Worked in a bank when I was younger (Not WF). Was fairly trivial for us to confirm that the cashiers check was actually issued by us. It shouldn't have been held longer than a day at most, particularly not for a client.

Leaving aside that it's your money and yours to do with as you wish...

Out of curiosity, if you care to disclose, what was your reasoning behind this?

If I'm a bank, I can see a couple of red flags with this (maybe some obscure kiting, or similar), "take five digit sum from account, in a check made out to self - then one month later deposit same uncashed check into originating account"... and "verifying the funds" is not verifying availability, but 'minimizing possibility of sketchiness'.

I was going through a divorce and needed the funds secured until I could deal with legal issues to ensure that they would be available

I wonder if all these small banks have to re-invent the SaaS wheel, or if there is a company out there providing a banking platform to them...

● **AVAILABLE RECORDS**
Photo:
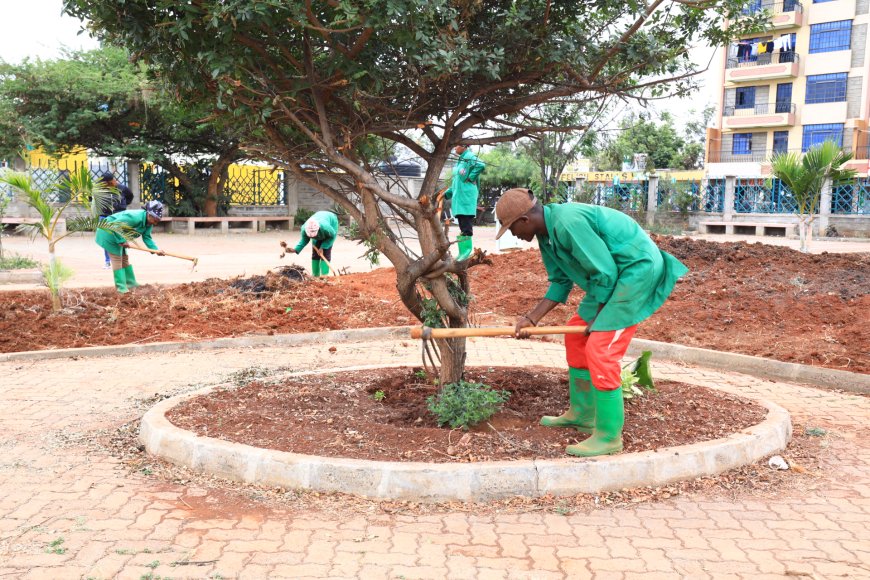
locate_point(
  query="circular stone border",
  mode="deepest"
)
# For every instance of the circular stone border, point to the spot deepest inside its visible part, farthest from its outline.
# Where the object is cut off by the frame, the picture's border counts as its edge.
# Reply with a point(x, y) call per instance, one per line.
point(457, 481)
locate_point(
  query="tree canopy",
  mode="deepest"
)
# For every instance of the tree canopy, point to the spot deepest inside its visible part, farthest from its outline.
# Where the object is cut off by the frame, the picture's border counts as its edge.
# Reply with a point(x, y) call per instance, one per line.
point(313, 82)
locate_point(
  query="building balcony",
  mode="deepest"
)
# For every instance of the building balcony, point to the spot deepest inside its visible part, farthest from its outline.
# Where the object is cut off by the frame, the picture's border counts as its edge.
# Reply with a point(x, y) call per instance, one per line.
point(766, 66)
point(764, 115)
point(784, 13)
point(763, 156)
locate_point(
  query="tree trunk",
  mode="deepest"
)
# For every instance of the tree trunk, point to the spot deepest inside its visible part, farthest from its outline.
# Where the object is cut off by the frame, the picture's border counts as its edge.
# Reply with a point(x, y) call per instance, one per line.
point(53, 280)
point(805, 232)
point(216, 182)
point(452, 360)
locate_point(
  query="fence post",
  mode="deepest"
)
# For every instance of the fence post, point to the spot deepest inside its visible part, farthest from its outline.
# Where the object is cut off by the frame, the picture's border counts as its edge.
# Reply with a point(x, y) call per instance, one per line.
point(825, 206)
point(652, 199)
point(728, 202)
point(133, 181)
point(291, 194)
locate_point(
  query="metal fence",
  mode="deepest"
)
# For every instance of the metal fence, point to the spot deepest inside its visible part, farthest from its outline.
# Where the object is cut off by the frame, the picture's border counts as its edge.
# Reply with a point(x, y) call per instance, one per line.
point(681, 196)
point(245, 185)
point(50, 176)
point(754, 195)
point(851, 198)
point(253, 185)
point(627, 197)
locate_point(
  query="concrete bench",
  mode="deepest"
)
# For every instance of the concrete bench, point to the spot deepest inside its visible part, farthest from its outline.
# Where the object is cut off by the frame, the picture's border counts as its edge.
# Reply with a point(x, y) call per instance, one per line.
point(16, 221)
point(281, 222)
point(225, 225)
point(748, 228)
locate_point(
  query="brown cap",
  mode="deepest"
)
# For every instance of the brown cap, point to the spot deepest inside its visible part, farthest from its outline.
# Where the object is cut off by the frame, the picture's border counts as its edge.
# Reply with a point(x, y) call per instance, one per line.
point(512, 205)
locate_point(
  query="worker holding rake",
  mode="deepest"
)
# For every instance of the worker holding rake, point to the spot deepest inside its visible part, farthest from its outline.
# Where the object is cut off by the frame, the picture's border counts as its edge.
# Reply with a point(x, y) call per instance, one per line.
point(321, 229)
point(140, 223)
point(626, 278)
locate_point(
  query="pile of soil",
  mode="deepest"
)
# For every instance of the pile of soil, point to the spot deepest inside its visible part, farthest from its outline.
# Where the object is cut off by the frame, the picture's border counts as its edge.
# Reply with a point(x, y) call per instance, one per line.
point(273, 281)
point(338, 415)
point(753, 299)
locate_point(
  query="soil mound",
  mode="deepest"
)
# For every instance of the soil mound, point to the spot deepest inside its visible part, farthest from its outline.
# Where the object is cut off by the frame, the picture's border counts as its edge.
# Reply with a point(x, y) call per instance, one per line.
point(340, 415)
point(271, 282)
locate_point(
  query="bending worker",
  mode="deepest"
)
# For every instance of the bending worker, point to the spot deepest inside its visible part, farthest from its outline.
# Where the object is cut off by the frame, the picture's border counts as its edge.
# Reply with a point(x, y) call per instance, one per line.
point(140, 222)
point(463, 194)
point(322, 230)
point(626, 278)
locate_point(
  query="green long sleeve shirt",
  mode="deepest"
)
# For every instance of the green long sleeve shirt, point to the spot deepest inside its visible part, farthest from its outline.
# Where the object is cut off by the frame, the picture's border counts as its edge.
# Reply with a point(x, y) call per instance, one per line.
point(626, 277)
point(137, 220)
point(326, 236)
point(463, 186)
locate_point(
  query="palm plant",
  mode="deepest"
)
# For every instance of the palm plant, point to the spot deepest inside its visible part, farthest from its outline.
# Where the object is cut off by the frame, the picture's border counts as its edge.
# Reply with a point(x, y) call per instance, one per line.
point(78, 188)
point(805, 176)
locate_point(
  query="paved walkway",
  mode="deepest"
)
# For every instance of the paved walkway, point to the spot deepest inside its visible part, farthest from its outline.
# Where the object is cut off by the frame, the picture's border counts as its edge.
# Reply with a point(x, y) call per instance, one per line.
point(67, 511)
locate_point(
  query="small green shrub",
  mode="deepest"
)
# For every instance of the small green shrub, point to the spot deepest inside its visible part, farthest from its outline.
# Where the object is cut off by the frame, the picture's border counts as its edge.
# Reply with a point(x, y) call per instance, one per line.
point(301, 216)
point(464, 404)
point(15, 262)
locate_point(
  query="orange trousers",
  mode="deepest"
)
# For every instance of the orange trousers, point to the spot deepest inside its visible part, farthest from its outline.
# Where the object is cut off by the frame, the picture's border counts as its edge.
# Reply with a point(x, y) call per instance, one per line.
point(599, 352)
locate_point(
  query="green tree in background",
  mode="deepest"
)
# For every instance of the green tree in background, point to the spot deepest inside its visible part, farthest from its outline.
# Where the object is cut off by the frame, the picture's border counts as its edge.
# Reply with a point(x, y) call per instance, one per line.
point(805, 175)
point(312, 83)
point(99, 100)
point(553, 150)
point(660, 141)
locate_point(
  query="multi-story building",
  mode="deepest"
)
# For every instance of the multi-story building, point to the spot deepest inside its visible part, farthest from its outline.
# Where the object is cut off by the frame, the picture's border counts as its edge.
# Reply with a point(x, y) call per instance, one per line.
point(799, 83)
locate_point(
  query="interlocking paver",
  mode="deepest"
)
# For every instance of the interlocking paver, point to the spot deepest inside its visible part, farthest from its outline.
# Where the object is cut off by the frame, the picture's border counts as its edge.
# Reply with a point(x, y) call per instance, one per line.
point(117, 524)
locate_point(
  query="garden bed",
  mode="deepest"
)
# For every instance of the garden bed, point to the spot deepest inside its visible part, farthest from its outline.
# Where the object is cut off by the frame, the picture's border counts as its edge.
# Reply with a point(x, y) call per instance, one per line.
point(383, 415)
point(754, 299)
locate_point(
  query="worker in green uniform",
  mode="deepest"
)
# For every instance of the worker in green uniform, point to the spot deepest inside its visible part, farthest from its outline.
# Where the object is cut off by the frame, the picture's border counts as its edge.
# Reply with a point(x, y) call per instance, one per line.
point(140, 223)
point(321, 229)
point(462, 194)
point(626, 278)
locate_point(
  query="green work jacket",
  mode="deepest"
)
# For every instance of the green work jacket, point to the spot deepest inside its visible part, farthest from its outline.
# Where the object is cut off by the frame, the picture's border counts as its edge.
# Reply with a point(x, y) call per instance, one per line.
point(463, 187)
point(137, 220)
point(626, 277)
point(326, 236)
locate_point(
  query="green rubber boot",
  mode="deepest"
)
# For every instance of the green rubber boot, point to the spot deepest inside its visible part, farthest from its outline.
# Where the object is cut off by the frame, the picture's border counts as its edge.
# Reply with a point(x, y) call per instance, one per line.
point(609, 419)
point(642, 371)
point(581, 409)
point(120, 281)
point(465, 247)
point(131, 278)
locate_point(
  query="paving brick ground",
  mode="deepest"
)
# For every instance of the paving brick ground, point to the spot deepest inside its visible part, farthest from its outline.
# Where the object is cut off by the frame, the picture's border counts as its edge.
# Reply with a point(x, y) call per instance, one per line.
point(67, 511)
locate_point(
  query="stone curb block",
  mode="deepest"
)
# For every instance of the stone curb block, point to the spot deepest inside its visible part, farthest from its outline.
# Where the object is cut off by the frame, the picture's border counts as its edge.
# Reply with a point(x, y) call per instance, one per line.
point(457, 482)
point(741, 363)
point(21, 277)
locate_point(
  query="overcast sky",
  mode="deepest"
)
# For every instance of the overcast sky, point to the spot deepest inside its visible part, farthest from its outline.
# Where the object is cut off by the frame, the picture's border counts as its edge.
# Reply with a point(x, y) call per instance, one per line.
point(37, 28)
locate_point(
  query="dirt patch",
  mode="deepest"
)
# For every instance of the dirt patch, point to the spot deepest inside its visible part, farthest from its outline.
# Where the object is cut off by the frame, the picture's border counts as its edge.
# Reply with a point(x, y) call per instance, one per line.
point(753, 299)
point(338, 415)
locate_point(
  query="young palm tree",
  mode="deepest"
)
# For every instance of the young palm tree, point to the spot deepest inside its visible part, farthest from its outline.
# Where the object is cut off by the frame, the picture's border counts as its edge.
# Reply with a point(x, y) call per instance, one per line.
point(79, 188)
point(806, 175)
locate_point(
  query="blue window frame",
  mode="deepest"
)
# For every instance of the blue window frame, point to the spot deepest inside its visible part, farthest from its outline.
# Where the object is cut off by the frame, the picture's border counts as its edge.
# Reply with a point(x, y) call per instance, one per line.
point(831, 36)
point(818, 134)
point(783, 98)
point(742, 144)
point(829, 88)
point(780, 141)
point(744, 98)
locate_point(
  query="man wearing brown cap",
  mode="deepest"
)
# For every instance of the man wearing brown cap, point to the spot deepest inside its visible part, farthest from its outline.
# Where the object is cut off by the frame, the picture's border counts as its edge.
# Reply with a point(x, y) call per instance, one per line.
point(626, 278)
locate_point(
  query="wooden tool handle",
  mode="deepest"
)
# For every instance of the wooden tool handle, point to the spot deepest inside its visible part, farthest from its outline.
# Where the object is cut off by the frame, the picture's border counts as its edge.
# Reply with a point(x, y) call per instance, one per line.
point(417, 331)
point(191, 258)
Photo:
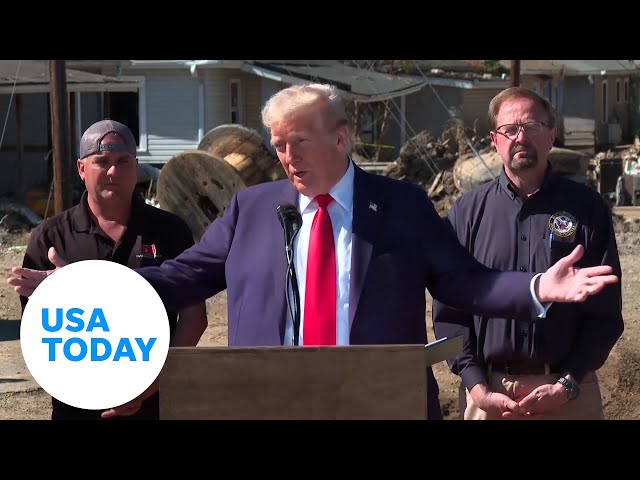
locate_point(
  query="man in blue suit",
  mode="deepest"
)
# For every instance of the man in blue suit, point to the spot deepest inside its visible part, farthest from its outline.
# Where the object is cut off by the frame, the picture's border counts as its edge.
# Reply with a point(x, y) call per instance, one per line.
point(390, 244)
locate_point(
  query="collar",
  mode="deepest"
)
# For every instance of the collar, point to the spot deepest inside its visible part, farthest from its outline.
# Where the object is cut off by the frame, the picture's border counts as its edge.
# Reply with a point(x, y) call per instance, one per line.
point(550, 177)
point(342, 192)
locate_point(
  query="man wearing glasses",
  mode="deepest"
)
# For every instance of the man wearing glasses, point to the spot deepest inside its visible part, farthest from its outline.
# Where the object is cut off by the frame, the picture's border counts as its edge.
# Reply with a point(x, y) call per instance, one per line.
point(526, 220)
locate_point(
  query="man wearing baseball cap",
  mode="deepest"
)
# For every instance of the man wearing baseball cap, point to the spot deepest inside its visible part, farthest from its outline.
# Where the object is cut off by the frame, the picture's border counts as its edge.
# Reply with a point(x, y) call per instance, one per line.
point(113, 223)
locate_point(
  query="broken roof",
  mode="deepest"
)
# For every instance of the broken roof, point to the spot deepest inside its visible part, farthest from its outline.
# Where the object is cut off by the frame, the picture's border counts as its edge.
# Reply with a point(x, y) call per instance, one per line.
point(32, 76)
point(576, 67)
point(364, 85)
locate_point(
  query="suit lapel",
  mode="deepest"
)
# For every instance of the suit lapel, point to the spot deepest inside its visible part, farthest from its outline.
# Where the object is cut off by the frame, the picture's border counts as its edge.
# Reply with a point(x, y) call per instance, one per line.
point(289, 195)
point(367, 216)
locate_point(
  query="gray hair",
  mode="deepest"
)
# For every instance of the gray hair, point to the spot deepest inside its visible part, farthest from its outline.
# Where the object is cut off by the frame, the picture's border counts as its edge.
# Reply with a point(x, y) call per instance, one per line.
point(519, 92)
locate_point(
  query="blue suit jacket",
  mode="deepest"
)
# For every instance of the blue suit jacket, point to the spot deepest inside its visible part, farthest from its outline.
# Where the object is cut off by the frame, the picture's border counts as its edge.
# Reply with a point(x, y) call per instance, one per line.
point(400, 247)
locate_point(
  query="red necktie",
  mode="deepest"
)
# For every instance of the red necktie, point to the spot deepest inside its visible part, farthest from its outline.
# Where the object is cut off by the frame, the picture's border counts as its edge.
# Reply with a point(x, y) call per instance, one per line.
point(320, 290)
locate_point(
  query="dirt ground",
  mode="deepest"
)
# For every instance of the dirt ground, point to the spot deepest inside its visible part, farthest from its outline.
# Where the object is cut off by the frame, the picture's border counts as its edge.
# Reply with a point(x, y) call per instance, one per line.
point(22, 398)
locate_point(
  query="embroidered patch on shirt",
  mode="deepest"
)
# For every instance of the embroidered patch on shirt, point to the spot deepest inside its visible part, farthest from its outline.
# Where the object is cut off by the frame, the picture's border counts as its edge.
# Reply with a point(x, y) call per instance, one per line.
point(149, 251)
point(562, 224)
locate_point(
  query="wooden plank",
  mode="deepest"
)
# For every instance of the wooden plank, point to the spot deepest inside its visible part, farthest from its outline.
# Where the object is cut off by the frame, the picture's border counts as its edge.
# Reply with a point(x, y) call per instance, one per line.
point(312, 383)
point(355, 382)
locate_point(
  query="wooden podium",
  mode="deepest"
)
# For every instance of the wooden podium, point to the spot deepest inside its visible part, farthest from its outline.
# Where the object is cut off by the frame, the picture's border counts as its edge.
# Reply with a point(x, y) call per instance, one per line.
point(300, 383)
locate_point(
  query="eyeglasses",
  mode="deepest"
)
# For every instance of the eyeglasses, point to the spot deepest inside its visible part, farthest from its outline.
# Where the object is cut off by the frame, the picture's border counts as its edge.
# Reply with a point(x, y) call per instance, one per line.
point(511, 130)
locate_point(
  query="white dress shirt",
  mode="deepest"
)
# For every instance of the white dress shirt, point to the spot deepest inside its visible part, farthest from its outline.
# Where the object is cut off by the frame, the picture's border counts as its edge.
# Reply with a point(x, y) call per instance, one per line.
point(341, 213)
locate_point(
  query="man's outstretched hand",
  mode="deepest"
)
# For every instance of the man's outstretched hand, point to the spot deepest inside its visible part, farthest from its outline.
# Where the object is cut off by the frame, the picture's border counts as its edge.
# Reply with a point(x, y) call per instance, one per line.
point(26, 280)
point(565, 283)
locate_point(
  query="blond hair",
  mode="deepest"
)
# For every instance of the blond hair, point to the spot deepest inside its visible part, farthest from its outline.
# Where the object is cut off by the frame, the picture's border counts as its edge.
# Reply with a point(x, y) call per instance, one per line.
point(296, 98)
point(519, 92)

● **EXERCISE REQUIREMENTS**
1 > Extract each line of the records that contains the word "plant". Case counts.
2 > Pick up the banking comments after their last line and keep writing.
The banking comments and the records were gathered from separate places.

● **ANSWERS PROVIDED**
1 >
  query="palm plant",
# For every instance of the palm plant, point to the spot deepest inside its visible part, farthest from its outline.

2 >
First Tech in the Pacific Northwest used to invent their own wheel, and it was great. Usable UI, 2FA; I had no complaints. Then they switched to what I assume is some pre-packaged SaaS. It's awful. Not even an attempt at MFA, just UID/PWD and off you go. UI sucks. Stuff doesn't work if you don't allow popups, but doesn't fail in such a way as to make root cause obvious ("here's an obscure error message with a string of hex numbers..."). I wish they'd go back to what they had.

There are a healthy assortment of fintech offerings for banking clustered in Austin and on the West Coast, maybe more.

Check out Q2 and Malauzai in Austin (there are are several, these are just the two I have evaluated) for a stack that is agnostic of the core system and provides almost all banking functions across channels.

This kind of thing isn't cheap though, and bank boards are notoriously conservative when it comes to innovation, especially for small banks.

Specifically, how do you even migrate a bank to a new platform?

One such is Jack Henry. I just interviewed with them (but didn't get the job, which is too bad as I really wanted to work there). They offer everything you need to start a bank or credit union, at a couple of different complexity levels.

There are definitely vendors for at least some of the backend and web services a starting bank will need. I've forgotten any of the names I've heard, though.

> There needs to be a massive restructuring of our system to allow smaller banks to thrive and provide actual competition.

Hmm... does there really need to be any restructuring though? It sounds like you "opened up an account next door at a small local bank" without any problem, so the choices are there, and your choices in banking really aren't that limited.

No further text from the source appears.